[SUPPLIED INFORMATION]

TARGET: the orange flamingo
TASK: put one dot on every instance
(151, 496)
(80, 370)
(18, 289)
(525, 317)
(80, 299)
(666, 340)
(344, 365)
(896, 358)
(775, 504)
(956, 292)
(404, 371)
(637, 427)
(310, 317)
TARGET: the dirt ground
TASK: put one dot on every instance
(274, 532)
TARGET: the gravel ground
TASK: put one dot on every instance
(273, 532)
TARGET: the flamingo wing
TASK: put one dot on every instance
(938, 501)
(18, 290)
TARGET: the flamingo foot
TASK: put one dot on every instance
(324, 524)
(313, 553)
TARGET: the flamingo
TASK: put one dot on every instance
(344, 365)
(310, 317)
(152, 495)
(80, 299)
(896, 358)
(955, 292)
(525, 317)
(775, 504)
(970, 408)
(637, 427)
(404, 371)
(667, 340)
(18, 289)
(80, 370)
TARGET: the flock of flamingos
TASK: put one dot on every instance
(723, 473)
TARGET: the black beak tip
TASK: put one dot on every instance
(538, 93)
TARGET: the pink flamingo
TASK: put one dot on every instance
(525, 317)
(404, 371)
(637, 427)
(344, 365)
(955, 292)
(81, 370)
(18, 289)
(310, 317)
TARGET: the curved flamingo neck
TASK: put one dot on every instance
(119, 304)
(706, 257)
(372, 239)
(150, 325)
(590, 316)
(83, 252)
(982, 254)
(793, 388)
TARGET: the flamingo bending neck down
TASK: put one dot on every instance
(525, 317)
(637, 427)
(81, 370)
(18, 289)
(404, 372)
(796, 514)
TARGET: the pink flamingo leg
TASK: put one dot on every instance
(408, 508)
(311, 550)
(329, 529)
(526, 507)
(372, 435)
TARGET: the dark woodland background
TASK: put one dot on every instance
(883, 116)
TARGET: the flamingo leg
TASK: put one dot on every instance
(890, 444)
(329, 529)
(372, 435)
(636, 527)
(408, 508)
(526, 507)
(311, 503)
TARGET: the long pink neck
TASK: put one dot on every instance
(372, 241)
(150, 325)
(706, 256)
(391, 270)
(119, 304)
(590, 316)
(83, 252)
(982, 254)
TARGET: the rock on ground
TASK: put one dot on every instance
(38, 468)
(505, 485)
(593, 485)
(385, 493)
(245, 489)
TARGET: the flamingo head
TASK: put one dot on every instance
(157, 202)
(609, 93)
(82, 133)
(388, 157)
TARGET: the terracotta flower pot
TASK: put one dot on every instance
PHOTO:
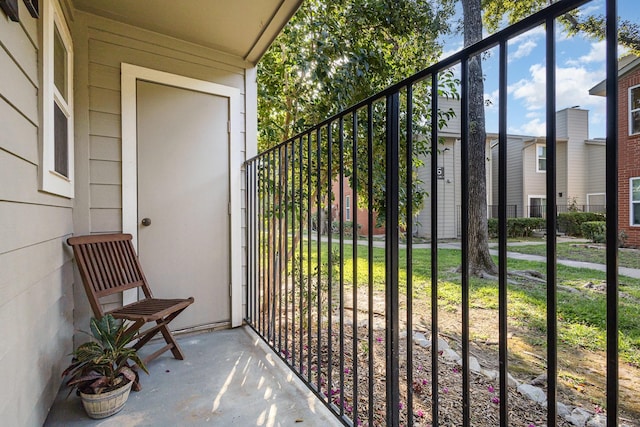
(106, 404)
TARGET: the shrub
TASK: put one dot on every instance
(594, 231)
(517, 227)
(571, 222)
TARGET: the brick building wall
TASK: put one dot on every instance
(628, 157)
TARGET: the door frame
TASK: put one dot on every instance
(130, 74)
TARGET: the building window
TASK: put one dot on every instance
(57, 99)
(541, 158)
(347, 207)
(634, 208)
(634, 110)
(537, 207)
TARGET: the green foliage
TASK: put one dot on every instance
(594, 231)
(571, 222)
(334, 54)
(517, 227)
(103, 363)
(347, 227)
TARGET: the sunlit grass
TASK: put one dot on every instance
(581, 312)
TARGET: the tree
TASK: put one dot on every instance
(333, 54)
(574, 22)
(480, 261)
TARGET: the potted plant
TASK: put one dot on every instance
(100, 369)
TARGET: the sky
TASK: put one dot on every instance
(580, 63)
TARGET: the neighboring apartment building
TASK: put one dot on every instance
(102, 103)
(580, 172)
(449, 164)
(580, 168)
(628, 146)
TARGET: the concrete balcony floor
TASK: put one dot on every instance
(228, 377)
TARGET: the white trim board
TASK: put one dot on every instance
(130, 75)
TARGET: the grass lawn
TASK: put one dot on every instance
(581, 311)
(583, 252)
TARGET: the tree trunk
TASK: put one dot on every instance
(480, 260)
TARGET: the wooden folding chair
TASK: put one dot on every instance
(108, 265)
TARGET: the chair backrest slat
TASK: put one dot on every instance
(108, 265)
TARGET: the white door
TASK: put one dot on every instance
(183, 196)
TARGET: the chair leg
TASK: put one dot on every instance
(175, 348)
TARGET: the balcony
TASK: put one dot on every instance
(369, 326)
(229, 377)
(365, 323)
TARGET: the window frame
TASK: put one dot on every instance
(538, 158)
(347, 205)
(52, 181)
(543, 206)
(632, 110)
(633, 203)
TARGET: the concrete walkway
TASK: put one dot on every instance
(229, 377)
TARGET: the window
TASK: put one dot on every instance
(347, 206)
(541, 158)
(634, 110)
(57, 99)
(634, 207)
(537, 207)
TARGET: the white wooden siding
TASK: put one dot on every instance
(36, 273)
(573, 124)
(596, 169)
(102, 46)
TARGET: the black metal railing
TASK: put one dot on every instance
(343, 315)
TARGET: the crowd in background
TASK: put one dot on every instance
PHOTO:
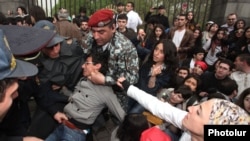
(79, 85)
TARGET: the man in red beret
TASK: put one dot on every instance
(122, 55)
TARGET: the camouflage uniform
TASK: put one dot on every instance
(123, 59)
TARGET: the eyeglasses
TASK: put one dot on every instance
(88, 63)
(239, 31)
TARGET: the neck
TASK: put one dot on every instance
(247, 70)
(180, 28)
(122, 29)
(196, 137)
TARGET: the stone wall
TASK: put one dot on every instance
(221, 8)
(11, 5)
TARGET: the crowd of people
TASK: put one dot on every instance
(151, 81)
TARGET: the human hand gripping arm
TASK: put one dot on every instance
(59, 117)
(163, 110)
(97, 78)
(155, 70)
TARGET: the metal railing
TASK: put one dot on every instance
(201, 8)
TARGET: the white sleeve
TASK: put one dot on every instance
(163, 110)
(206, 45)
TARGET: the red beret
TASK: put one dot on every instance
(154, 134)
(101, 18)
(202, 64)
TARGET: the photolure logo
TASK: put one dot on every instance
(241, 132)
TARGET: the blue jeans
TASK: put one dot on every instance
(63, 133)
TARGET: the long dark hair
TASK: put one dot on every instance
(243, 95)
(132, 127)
(170, 55)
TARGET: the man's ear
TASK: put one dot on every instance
(113, 28)
(98, 66)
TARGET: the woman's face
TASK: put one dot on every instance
(197, 117)
(240, 24)
(192, 83)
(247, 33)
(196, 34)
(239, 33)
(158, 53)
(214, 28)
(158, 32)
(52, 52)
(197, 70)
(176, 98)
(190, 16)
(247, 103)
(220, 35)
(10, 94)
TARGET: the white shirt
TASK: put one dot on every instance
(133, 20)
(161, 109)
(211, 57)
(242, 79)
(178, 35)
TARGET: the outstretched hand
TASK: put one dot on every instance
(123, 83)
(59, 117)
(97, 78)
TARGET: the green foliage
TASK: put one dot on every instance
(173, 7)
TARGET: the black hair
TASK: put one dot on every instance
(185, 91)
(100, 59)
(227, 86)
(132, 127)
(123, 17)
(4, 84)
(228, 62)
(82, 9)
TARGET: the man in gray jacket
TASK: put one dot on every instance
(86, 103)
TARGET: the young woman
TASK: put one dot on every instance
(193, 121)
(156, 71)
(131, 128)
(216, 45)
(244, 100)
(157, 34)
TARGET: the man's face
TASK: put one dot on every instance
(121, 23)
(9, 95)
(182, 21)
(120, 9)
(183, 73)
(129, 7)
(84, 26)
(231, 20)
(88, 67)
(222, 71)
(103, 35)
(238, 64)
(199, 56)
(52, 52)
(161, 11)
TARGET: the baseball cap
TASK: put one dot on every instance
(161, 7)
(101, 18)
(210, 22)
(11, 67)
(45, 24)
(26, 40)
(154, 134)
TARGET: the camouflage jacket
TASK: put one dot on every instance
(123, 59)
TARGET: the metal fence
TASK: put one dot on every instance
(201, 8)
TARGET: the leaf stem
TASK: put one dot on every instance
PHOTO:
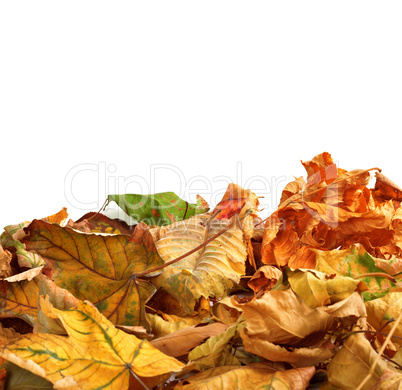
(139, 380)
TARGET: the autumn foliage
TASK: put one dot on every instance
(192, 298)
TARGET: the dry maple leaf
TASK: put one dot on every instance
(94, 355)
(213, 270)
(101, 269)
(19, 299)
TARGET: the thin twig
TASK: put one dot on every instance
(372, 368)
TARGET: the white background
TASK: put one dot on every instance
(100, 97)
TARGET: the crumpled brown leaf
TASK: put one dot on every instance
(332, 209)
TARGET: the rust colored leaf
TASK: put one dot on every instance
(94, 355)
(389, 380)
(264, 279)
(211, 271)
(5, 259)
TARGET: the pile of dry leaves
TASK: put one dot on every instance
(190, 298)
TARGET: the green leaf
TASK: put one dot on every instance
(98, 268)
(159, 209)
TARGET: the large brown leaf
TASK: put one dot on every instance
(99, 268)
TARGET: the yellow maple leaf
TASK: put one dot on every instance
(95, 355)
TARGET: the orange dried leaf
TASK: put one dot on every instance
(94, 355)
(99, 268)
(258, 376)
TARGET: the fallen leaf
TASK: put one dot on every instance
(10, 239)
(389, 380)
(212, 271)
(19, 299)
(52, 296)
(95, 355)
(59, 218)
(101, 269)
(99, 223)
(256, 376)
(234, 201)
(224, 311)
(385, 189)
(382, 309)
(264, 278)
(317, 288)
(18, 378)
(179, 343)
(26, 275)
(281, 317)
(352, 363)
(6, 335)
(353, 262)
(5, 259)
(215, 352)
(159, 209)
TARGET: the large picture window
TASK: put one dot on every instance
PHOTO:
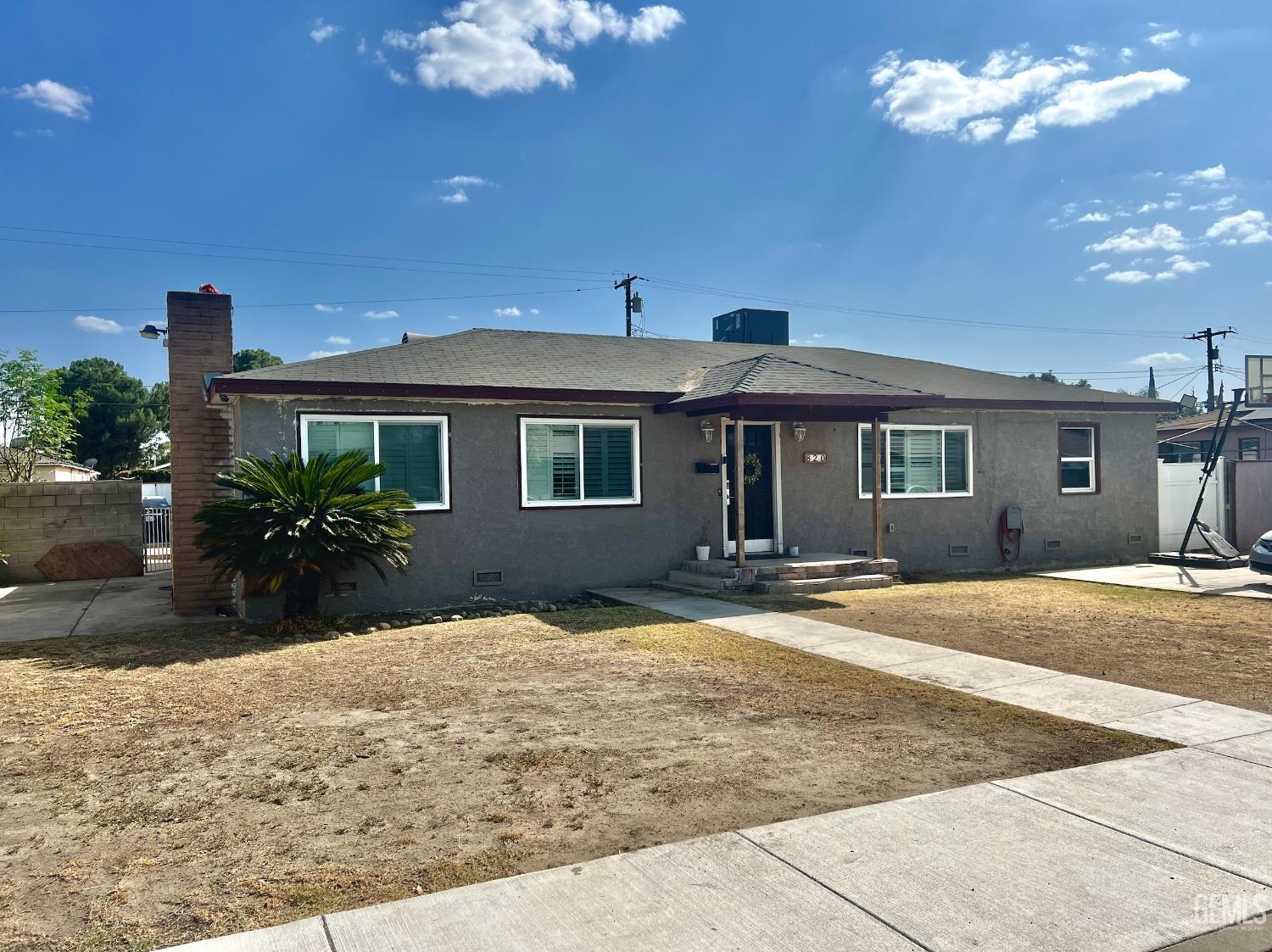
(412, 449)
(585, 462)
(918, 460)
(1079, 458)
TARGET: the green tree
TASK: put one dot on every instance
(300, 522)
(114, 419)
(35, 417)
(254, 359)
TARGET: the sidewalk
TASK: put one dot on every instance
(1129, 855)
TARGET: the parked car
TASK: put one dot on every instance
(157, 524)
(1261, 554)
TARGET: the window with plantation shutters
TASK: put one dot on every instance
(918, 460)
(414, 450)
(579, 462)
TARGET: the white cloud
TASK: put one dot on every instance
(499, 46)
(1083, 102)
(929, 97)
(321, 31)
(1141, 239)
(97, 326)
(1165, 38)
(653, 23)
(1160, 358)
(1182, 266)
(53, 96)
(1215, 173)
(981, 130)
(1248, 228)
(934, 96)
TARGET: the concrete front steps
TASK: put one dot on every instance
(806, 573)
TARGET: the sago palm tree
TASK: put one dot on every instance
(299, 522)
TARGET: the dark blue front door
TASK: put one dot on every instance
(757, 460)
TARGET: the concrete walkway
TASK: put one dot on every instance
(91, 606)
(1241, 582)
(1129, 855)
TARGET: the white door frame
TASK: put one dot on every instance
(753, 545)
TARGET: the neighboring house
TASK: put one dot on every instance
(546, 463)
(50, 470)
(1188, 440)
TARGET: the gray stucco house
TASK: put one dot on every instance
(547, 463)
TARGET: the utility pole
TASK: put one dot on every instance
(1208, 336)
(626, 284)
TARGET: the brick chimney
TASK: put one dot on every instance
(200, 342)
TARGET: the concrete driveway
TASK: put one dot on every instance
(91, 606)
(1195, 581)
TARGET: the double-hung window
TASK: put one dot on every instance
(918, 460)
(414, 450)
(583, 462)
(1079, 458)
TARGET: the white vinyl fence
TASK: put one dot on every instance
(1177, 494)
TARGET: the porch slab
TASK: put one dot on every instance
(1085, 698)
(1180, 799)
(1200, 722)
(941, 866)
(1257, 748)
(714, 893)
(971, 672)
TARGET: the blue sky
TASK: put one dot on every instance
(918, 158)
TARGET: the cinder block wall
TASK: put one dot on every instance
(37, 516)
(200, 341)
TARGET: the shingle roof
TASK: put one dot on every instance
(775, 374)
(537, 360)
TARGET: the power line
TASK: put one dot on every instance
(294, 251)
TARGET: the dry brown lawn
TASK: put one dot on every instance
(1218, 649)
(175, 786)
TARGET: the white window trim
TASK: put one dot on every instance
(633, 425)
(887, 465)
(443, 444)
(1089, 460)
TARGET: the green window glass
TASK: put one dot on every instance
(335, 437)
(411, 454)
(577, 462)
(551, 462)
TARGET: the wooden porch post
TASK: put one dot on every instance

[/SUPPLIED INFORMATION]

◆ EXERCISE GOAL ◆
Please tally the lines of the entries that hold "hand" and give only the resulting number.

◆ ANSWER TO THE PROBLEM ◆
2